- [SHORT TASK A]:
In the transit discussion, rewrite the paragraph beginning "I have to drive a car because my city" in a more concise form, keeping its main facts.
- [SHORT TASK B]:
Duplicate the stretch of the transit discussion from "I’m very curious" through "to neighborhood leaders.".
- [SHORT TASK C]:
From the paragraphs of the transit discussion beginning "I've used a combination" and "Much of it has been," list every activity the writer names as part of the effort to build the transit system.

- [TEXT TO READ]:

Until people develop a workable alternative, all this narrative does is annoy people who have no choice but to use cars.
When electric buses start making round trips from every main city to every suburb on a set reliable and convenience schedule, then you can start shaming people for having to drive a car.
I have to drive a car because my city is barely traversable otherwise. I hate it. So, I’ve been working with the city council and other committees to start building a modern transit system. It can be done, but it takes motivated people to make it happen.
I’m very curious about this. Did you go into this with some allies or were you able to drum up support by sharing stats and other city/country success stories? Was the council already amenable to the idea? Any resources you could share?
This could be an entire post on its own if you can spare some time to write about it and your experiences.
I’ve used a combination of coalition building, finding allies on the city council, and reaching out to neighborhood leaders.
Much of it has been reaching out to government officials, having conversations, and identifying where decision making is done within the various transit agencies.

- [DATA EXTRACT]:
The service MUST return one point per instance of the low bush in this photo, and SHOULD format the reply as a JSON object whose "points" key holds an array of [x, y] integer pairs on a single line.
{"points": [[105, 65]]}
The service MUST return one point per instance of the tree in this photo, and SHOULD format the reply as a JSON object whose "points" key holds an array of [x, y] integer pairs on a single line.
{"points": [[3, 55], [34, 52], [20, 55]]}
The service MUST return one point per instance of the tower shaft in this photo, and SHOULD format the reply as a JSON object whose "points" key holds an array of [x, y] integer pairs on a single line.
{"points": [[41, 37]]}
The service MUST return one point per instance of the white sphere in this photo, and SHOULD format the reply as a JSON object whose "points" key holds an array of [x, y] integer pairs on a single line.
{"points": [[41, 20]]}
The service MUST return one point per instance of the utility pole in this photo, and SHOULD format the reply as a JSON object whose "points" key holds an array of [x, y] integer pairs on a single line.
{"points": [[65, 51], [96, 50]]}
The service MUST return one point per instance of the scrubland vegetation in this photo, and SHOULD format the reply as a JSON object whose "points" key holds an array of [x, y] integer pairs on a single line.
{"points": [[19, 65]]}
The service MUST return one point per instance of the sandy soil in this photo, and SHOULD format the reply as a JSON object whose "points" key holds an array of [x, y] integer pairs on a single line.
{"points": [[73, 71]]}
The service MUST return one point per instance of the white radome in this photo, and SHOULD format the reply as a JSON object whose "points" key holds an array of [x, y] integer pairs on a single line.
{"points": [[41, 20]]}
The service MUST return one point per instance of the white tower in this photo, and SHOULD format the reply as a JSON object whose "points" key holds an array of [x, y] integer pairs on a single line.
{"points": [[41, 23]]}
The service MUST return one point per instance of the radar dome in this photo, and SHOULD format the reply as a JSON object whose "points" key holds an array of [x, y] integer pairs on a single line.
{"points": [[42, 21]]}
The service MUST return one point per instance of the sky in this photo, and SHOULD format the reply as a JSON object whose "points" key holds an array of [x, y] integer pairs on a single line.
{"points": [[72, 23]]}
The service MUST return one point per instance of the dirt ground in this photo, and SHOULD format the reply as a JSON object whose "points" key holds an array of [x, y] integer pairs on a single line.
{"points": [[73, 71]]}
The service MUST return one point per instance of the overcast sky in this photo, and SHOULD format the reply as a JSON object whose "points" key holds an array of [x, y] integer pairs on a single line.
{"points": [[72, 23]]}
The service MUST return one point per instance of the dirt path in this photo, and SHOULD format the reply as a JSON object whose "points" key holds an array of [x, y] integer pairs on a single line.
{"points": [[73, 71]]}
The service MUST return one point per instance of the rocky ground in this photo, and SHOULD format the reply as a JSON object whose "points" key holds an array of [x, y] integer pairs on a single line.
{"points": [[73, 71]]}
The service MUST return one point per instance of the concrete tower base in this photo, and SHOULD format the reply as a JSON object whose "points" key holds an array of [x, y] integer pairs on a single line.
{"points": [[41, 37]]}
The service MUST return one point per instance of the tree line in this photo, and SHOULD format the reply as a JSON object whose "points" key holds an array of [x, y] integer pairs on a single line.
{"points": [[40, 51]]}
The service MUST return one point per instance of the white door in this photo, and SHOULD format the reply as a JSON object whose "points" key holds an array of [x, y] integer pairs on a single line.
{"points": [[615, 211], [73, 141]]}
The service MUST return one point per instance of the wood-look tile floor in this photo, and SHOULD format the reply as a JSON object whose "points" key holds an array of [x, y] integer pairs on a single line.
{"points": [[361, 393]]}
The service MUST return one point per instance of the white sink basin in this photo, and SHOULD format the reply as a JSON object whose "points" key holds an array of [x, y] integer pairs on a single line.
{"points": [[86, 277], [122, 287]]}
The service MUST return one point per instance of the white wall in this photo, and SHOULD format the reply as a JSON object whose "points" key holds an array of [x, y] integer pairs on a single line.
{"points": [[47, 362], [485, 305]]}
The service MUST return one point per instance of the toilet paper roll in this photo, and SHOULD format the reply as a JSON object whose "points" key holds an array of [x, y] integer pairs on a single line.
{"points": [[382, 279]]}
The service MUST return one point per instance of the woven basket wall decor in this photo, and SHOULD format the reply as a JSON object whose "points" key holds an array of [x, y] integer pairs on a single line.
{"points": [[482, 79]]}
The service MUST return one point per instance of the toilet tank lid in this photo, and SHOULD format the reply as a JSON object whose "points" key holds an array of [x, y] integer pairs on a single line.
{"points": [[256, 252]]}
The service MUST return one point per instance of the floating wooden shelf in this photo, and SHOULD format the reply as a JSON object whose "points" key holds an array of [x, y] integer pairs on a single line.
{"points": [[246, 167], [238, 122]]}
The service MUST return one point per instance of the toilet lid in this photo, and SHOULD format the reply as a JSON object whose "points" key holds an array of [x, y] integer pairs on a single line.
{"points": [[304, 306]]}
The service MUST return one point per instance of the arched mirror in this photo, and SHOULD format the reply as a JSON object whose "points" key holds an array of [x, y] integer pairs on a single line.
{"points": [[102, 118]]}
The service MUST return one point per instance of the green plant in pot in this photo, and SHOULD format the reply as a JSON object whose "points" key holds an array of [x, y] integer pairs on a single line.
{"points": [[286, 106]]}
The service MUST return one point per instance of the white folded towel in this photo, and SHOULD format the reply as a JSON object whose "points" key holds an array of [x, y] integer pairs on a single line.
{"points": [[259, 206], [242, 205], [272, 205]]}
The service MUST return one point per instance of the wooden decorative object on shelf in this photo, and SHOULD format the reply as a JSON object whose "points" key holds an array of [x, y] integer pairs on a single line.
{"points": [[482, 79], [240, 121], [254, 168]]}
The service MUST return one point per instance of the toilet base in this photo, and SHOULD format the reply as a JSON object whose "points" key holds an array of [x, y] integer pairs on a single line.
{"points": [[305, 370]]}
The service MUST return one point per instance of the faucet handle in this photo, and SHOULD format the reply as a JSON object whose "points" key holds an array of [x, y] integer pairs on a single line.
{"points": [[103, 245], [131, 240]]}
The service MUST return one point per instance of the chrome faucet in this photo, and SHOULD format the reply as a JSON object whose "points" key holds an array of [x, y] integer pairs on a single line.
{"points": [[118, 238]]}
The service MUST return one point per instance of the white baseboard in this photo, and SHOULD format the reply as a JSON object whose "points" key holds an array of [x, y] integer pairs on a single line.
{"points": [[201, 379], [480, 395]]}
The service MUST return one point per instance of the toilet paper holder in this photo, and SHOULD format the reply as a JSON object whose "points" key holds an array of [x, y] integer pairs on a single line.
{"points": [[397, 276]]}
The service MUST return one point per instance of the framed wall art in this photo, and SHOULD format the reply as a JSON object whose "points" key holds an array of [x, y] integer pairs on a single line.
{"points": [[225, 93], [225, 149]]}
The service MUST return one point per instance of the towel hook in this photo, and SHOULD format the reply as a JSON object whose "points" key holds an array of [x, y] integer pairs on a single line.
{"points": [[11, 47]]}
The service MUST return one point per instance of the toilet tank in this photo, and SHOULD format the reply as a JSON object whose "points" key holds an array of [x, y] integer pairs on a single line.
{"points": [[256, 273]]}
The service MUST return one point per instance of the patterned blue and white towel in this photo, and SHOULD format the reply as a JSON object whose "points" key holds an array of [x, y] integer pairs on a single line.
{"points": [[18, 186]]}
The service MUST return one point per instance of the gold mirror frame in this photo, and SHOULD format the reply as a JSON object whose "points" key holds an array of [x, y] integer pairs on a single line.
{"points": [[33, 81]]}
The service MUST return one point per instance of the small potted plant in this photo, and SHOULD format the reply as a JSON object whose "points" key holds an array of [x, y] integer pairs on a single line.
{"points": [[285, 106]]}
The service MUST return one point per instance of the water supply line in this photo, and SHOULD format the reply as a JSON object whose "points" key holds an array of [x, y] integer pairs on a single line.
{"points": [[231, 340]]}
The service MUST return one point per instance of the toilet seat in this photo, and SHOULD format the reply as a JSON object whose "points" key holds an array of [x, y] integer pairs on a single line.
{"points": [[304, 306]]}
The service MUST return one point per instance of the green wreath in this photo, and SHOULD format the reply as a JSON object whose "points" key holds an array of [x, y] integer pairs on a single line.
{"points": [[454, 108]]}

- [EXERCISE OUTPUT A]:
My city is barely traversable without a car, so I must drive, which I hate. I have been working with the city council and other committees to begin building a modern transit system. It is achievable, but only with motivated people behind it.

- [EXERCISE OUTPUT B]:
I’m very curious about this. Did you go into this with some allies or were you able to drum up support by sharing stats and other city/country success stories? Was the council already amenable to the idea? Any resources you could share?
This could be an entire post on its own if you can spare some time to write about it and your experiences.
I’ve used a combination of coalition building, finding allies on the city council, and reaching out to neighborhood leaders.

- [EXERCISE OUTPUT C]:
- Coalition building
- Finding allies on the city council
- Reaching out to neighborhood leaders
- Reaching out to government officials
- Having conversations
- Identifying where decision making is done within the various transit agencies